→ **AIM**
Transcribe every one of the records below line for line, reproducing each character without alteration.

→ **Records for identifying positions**
┄┄┄┄┄┄
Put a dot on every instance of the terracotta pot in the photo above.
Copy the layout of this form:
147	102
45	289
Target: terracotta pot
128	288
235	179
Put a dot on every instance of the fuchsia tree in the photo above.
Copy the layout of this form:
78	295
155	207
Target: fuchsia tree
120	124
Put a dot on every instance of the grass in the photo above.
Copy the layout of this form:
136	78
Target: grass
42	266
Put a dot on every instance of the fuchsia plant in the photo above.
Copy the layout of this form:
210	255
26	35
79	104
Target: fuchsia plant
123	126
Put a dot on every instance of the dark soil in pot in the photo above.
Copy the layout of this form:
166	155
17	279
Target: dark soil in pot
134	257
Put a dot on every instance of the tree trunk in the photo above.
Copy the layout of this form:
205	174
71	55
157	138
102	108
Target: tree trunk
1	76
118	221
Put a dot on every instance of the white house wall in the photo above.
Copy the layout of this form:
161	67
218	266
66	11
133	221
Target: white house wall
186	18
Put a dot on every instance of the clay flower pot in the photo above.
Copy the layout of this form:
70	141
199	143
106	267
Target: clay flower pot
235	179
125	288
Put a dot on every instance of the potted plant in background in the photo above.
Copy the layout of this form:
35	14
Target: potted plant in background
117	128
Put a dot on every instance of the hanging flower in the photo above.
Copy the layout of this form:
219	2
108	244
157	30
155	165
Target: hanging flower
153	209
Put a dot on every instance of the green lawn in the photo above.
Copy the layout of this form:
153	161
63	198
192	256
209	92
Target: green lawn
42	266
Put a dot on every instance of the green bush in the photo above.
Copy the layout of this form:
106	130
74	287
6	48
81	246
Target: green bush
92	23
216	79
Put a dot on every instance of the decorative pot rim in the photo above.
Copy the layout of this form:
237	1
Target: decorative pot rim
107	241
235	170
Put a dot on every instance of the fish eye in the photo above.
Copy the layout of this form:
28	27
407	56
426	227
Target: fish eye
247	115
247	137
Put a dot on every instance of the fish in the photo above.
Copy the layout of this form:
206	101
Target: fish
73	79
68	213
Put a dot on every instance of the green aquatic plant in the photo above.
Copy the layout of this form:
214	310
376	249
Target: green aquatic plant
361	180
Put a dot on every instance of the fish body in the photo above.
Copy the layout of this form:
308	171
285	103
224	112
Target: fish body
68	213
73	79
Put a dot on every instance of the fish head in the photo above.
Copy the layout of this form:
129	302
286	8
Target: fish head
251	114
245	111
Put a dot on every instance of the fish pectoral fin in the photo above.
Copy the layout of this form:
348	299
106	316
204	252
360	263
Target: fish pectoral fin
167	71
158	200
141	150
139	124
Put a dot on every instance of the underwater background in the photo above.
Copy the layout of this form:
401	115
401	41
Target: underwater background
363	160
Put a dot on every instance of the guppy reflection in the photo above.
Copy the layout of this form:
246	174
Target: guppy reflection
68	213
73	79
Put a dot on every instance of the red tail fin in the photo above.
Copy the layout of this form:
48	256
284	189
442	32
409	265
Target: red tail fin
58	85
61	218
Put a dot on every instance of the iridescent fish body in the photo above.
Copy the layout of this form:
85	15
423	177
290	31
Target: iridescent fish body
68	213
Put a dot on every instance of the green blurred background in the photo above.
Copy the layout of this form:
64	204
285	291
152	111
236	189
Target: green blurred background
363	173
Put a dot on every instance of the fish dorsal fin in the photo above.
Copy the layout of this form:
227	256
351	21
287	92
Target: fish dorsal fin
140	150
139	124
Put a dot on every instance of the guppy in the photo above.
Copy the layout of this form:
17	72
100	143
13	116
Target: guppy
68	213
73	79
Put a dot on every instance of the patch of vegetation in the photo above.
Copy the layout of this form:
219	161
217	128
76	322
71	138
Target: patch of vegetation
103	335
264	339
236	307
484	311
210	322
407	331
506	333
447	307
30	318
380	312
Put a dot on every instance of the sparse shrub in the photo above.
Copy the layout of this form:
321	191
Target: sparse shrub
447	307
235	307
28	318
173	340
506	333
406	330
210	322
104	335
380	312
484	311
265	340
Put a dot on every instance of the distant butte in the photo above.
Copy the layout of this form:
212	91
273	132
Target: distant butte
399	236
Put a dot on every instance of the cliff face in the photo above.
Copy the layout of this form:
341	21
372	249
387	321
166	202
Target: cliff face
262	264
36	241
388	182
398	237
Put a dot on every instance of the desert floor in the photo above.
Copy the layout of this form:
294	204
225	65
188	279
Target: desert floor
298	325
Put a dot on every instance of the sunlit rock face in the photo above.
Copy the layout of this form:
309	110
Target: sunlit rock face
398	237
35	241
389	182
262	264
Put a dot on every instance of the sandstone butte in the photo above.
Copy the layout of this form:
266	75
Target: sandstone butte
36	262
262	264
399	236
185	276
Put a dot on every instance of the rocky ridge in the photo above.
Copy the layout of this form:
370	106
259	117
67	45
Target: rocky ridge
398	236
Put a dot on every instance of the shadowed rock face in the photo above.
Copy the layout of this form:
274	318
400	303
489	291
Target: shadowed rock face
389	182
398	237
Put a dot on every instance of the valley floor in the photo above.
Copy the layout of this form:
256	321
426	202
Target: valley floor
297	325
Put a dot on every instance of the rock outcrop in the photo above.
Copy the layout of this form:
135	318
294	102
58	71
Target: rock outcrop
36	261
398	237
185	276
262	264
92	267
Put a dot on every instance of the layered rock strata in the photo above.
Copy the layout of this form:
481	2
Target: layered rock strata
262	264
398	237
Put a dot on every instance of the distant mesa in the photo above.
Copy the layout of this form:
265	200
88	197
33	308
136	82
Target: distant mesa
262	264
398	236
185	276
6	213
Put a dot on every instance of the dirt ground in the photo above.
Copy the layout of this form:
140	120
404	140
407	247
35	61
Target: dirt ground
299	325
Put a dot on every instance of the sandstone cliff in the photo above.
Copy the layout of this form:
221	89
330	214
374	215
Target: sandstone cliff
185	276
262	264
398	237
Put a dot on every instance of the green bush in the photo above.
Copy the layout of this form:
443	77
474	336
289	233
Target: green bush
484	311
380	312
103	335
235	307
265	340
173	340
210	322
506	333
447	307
┄┄┄┄┄┄
→ **SOLUTION**
Put a dot on every instance of the terracotta pot in the photo above.
Copy the layout of this form:
147	102
45	289
Target: terracotta pot
128	288
235	179
Put a dot on every instance of the fuchsia tree in the photo above.
Copy the layout of this form:
78	295
155	207
Target: fuchsia tree
120	124
Put a dot on every instance of the grass in the photo above.
Copy the layout of this form:
136	78
Target: grass
42	266
Put a dot on every instance of the fuchsia plant in the photo above.
Copy the layout of this form:
210	255
26	35
79	104
Target: fuchsia plant
123	126
Put a dot on every instance of the dark soil in pot in the photo above.
Copy the layout of this form:
166	155
17	279
Target: dark soil in pot
134	257
Put a dot on every instance of the tree trunk in the photo above.
Copy the layout of this form:
205	174
71	55
157	138
102	108
Target: tree trunk
1	76
118	221
Put a dot on every instance of the white house wall in the photo above.
Copy the layout of this form:
161	67
218	266
66	11
133	221
Target: white house wall
186	18
Put a dot on every instance of the clay flower pot in the photo above.
Copy the layout of this form:
70	141
199	143
106	267
Target: clay flower pot
235	179
125	288
Put a dot on every instance of the potted plant in background in the photo above.
Copy the layout of this form:
35	14
Target: potted plant in background
117	128
Put a dot on every instance of the hanging flower in the photo above.
Copy the layout of this form:
219	2
108	244
157	30
155	165
Target: hanging flower
153	209
Put a dot on every instance of the green lawn in the photo above.
Copy the layout of this form:
153	161
63	198
192	256
209	92
Target: green lawn
42	266
Put a dot on every instance of the green bush in the photo above.
Copy the layout of this form:
106	130
74	287
6	48
81	246
Target: green bush
92	23
216	79
Put a dot on every instance of the decorative pot rim in the photo above.
Copy the layout of this form:
237	1
Target: decorative pot rim
107	241
235	170
Put a dot on every instance of the fish eye in the photo above.
Copy the layout of this form:
28	27
407	56
426	227
Target: fish eye
247	115
247	137
Put a dot on every instance of the fish in the photo above.
Copy the layout of this form:
206	101
Target: fish
73	79
68	213
Put a dot on every instance of the green aquatic plant in the photo above.
Copy the layout of this form:
214	310
376	249
Target: green aquatic plant
361	180
Put a dot on every instance of the fish body in the photo above.
Copy the layout of this form:
308	171
285	103
224	112
Target: fish body
68	213
73	79
Put a dot on every instance of the fish head in the photo above.
Copy the layout of this form:
129	302
286	8
Target: fish head
251	114
245	111
Put a dot on every instance of the fish pectoral fin in the photo above.
Copy the layout of this form:
348	299
106	316
204	252
360	263
Target: fish pectoral fin
167	71
158	200
141	150
139	124
Put a dot on every instance of the underwater background in the photo above.
Copy the layout of this form:
401	115
401	41
Target: underwater background
363	160
Put a dot on every instance of the guppy reflection in the photo above.
Copy the layout of this form:
246	174
Target: guppy reflection
68	213
73	79
Put a dot on every instance of the red tail fin in the photo above.
Copy the layout of this form:
48	256
284	189
442	32
409	265
Target: red tail fin
58	85
61	218
Put a dot on every instance of the iridescent fish body in the photo above.
Copy the layout of this form:
85	15
423	177
290	31
Target: iridescent fish body
68	213
Put a dot on every instance of the green blurred background in the photo above.
Copy the layout of this form:
64	204
285	291
152	111
236	189
Target: green blurred background
363	173
Put a dot on every instance of the fish dorsal fin in the photo above.
Copy the layout of this form:
227	256
351	21
287	92
Target: fish dorsal fin
140	150
139	124
Put a dot on every instance of the guppy in the photo above.
Copy the layout of this form:
17	72
100	143
13	116
Target: guppy
68	213
73	79
Put a dot on every instance of the patch of vegetation in the photo above.
Copy the layout of this form:
219	161
217	128
76	322
71	138
Target: patch of vegetation
103	335
264	339
236	307
484	311
210	322
407	331
506	333
447	307
30	318
380	312
Put a dot on every instance of the sparse shrub in the photo above.
Copy the layout of this form:
321	191
Target: sparse shrub
447	307
235	307
28	318
173	340
506	333
406	330
210	322
104	335
380	312
484	311
265	340
Put a dot on every instance of the distant butte in the photo above.
Copy the layout of this form:
212	91
273	132
Target: distant butte
399	236
Put a dot on every instance of the cliff face in the photo above.
Copy the layout of this form:
341	21
372	249
387	321
166	202
Target: cliff face
262	264
36	241
388	182
398	237
Put a dot on every instance of the desert floor in the photo above.
Copy the layout of this form:
294	204
225	65
188	279
Target: desert floor
298	325
Put a dot on every instance of the sunlit rock face in the photo above.
Copy the layout of this form:
309	110
Target: sunlit rock face
398	237
35	241
389	182
262	264
Put a dot on every instance of the sandstone butte in the photo above.
Copy the layout of this form:
266	75
Target: sandstone butte
36	262
262	264
399	236
185	276
Put a dot on every instance of the rocky ridge in the photo above.
Copy the layout of this form:
370	106
259	117
67	45
Target: rocky ridge
398	236
Put a dot on every instance of the shadowed rock face in the photo above.
Copy the layout of this form:
274	318
400	303
489	291
Target: shadowed rock face
389	182
398	237
Put a dot on every instance of the valley floor in the photo above.
Copy the layout of this form:
256	321
426	202
Target: valley floor
297	325
Put a dot on every instance of the rock outcrop in the photo above.
Copy the layout of this form:
135	318
294	102
58	71
Target: rock outcrop
36	261
398	237
185	276
262	264
92	267
Put a dot on every instance of the layered rock strata in the photo above.
Copy the layout of this form:
481	2
Target: layered rock strata
262	264
398	237
Put a dot on every instance of the distant mesa in the photo above.
Copy the layout of this form:
265	200
88	197
33	308
136	82
Target: distant mesa
262	264
398	236
185	276
6	213
Put a dot on every instance of the dirt ground in the photo above.
Copy the layout of this form:
140	120
404	140
407	247
35	61
Target: dirt ground
299	325
Put a dot on every instance of the sandstone cliff in the photo above.
Copy the layout of this form:
221	89
330	214
374	215
Target: sandstone cliff
185	276
262	264
398	237
Put a dot on every instance of the green bush in the photo above.
Copy the layout of this form:
443	77
474	336
289	233
Target: green bush
484	311
380	312
103	335
235	307
265	340
173	340
210	322
506	333
447	307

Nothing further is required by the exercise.